__Provided data__
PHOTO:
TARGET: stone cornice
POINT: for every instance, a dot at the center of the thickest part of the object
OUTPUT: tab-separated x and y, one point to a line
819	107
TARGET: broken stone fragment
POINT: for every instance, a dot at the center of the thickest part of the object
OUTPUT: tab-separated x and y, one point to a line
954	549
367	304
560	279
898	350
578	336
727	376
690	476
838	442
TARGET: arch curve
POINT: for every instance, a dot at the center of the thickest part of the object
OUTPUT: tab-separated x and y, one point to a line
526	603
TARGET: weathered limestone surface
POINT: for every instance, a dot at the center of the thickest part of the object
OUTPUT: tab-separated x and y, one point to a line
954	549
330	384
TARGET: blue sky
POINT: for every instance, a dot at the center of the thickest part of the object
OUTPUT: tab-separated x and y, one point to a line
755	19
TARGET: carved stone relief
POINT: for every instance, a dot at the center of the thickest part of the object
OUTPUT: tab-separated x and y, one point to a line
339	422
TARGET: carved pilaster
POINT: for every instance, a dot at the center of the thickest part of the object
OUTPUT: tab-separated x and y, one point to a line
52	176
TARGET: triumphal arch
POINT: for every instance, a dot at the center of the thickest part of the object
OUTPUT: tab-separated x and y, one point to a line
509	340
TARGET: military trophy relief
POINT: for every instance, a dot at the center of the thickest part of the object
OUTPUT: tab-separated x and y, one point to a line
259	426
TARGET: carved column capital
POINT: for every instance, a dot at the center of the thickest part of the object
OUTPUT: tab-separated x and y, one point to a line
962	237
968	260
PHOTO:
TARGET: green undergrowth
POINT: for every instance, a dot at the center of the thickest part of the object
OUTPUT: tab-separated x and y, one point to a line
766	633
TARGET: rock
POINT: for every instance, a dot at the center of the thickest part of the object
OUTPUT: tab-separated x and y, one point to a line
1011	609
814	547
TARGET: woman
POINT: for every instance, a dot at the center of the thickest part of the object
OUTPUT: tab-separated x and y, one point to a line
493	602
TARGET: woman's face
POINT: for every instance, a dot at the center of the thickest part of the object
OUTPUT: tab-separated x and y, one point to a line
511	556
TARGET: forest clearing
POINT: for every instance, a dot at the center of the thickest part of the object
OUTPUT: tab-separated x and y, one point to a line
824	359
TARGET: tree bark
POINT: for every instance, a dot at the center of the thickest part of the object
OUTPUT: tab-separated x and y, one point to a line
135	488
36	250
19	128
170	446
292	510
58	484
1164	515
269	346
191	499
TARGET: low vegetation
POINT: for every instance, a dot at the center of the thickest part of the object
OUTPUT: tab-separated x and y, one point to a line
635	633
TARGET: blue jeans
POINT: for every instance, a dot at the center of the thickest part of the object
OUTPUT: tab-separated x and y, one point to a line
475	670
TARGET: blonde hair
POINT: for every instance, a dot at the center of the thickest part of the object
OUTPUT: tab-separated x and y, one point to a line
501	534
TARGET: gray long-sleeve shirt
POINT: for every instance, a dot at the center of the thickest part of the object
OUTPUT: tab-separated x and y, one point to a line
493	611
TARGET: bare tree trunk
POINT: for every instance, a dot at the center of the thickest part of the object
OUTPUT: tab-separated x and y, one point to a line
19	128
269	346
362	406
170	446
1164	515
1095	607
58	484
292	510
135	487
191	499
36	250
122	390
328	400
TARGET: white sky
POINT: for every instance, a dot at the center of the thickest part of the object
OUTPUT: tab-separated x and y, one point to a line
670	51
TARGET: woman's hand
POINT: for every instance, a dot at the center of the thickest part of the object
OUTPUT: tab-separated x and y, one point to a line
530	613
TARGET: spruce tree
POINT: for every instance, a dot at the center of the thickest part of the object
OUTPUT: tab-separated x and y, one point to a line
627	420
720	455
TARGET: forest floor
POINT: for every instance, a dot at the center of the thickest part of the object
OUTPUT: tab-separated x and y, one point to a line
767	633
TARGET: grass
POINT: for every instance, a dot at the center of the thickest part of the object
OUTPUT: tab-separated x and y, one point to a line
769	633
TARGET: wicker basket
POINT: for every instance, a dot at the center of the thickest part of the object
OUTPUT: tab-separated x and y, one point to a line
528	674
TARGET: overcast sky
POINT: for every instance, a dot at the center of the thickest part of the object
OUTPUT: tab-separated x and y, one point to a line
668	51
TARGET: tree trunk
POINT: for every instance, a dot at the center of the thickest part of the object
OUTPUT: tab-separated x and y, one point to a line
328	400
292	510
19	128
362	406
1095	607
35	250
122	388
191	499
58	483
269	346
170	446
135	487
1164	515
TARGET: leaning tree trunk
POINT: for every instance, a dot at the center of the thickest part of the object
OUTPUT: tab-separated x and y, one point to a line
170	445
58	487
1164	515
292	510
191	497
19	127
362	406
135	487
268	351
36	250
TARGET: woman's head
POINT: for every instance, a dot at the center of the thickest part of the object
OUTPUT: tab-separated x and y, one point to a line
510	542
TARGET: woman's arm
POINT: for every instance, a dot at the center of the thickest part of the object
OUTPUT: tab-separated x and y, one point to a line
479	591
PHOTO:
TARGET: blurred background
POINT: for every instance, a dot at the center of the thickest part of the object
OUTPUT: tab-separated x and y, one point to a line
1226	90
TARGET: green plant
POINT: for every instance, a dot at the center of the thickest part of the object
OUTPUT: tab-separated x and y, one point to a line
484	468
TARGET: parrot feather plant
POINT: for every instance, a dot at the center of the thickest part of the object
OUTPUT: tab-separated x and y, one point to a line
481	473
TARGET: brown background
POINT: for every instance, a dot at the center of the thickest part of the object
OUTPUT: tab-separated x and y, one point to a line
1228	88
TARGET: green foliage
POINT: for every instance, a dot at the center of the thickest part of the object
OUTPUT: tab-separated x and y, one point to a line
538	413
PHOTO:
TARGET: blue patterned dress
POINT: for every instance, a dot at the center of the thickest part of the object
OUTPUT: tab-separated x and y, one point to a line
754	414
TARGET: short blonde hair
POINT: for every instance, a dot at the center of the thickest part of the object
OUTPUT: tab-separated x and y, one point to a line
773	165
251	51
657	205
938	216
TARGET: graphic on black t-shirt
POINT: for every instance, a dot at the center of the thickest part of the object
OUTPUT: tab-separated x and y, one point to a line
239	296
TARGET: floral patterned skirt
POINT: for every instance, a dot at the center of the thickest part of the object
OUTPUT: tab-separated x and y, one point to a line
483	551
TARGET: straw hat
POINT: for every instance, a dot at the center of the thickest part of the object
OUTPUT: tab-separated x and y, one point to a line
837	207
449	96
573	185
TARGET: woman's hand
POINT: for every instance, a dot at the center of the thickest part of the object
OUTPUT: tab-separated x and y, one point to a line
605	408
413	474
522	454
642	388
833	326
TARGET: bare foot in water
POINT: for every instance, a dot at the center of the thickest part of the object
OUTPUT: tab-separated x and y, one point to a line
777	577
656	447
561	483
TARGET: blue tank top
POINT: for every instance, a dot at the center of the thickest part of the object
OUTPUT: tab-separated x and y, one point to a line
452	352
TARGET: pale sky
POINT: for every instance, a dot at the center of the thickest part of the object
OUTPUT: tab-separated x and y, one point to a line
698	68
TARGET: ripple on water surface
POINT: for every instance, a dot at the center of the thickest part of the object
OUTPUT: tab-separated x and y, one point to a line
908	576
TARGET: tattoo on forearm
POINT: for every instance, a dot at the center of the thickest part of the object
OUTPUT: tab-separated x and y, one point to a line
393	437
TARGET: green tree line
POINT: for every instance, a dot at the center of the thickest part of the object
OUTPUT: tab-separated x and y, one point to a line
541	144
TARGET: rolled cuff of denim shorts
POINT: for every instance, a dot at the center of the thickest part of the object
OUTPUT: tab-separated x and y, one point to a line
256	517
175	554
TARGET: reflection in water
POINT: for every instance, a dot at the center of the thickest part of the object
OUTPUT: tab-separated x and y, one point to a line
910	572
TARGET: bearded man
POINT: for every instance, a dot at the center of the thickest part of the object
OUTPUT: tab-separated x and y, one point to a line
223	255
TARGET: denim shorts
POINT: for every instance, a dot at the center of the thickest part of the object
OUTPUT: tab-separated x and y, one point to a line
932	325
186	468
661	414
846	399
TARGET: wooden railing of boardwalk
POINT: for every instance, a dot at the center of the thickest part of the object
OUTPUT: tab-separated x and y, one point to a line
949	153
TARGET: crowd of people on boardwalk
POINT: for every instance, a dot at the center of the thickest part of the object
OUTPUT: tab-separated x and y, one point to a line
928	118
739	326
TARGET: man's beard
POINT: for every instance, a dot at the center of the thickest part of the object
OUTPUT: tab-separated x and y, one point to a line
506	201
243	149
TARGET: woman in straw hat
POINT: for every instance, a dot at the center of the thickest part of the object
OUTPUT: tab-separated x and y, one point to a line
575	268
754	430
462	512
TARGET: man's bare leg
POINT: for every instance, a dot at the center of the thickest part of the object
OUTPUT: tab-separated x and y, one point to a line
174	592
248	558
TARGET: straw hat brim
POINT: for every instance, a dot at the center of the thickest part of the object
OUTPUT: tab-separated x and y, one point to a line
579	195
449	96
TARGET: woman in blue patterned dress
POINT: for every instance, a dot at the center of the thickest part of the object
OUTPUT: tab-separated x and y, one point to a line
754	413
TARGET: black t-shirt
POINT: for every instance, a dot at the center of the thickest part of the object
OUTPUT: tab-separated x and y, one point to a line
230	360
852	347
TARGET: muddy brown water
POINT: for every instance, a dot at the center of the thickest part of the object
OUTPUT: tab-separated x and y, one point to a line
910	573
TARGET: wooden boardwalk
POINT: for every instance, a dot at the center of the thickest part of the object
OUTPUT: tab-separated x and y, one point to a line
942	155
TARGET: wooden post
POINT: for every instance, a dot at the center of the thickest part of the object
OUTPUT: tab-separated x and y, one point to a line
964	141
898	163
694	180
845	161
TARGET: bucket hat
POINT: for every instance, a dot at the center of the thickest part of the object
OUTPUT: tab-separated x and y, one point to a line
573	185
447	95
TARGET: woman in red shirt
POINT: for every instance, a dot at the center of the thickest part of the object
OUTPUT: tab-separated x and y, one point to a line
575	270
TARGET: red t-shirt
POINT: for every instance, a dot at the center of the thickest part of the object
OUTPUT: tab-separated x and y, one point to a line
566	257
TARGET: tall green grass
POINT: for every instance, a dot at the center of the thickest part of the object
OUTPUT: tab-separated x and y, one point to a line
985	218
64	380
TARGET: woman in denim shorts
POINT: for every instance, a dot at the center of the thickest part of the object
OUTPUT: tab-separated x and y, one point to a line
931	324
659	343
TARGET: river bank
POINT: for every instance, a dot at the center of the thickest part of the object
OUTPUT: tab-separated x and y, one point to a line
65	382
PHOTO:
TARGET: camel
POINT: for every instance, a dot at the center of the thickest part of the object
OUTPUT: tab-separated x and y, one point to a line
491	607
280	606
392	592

__The problem__
From the line containing "TARGET: tall green grass" through the final line of the listing above, retype every line exactly; leave out everything else.

__Worked solution__
TARGET: tall green grass
POINT: for every instance, a dot at the center of the thickest part of the object
OUTPUT: tab-separated x and y, one point to a line
985	218
64	380
TARGET: woman in denim shorts
POINT: for every instance, a dot at the center of the thickest part of the object
OUTPUT: tab-separated x and y, one point to a line
931	324
659	343
TARGET: river bank
POINT: for every instance, a dot at the center of the thickest part of the object
OUTPUT: tab-separated x and y, one point to a line
65	382
PHOTO:
TARGET: camel
POINT: for every instance, a dot at the center of the thickest part of the object
OUTPUT: tab-separated x and y, one point to a line
491	607
280	606
392	592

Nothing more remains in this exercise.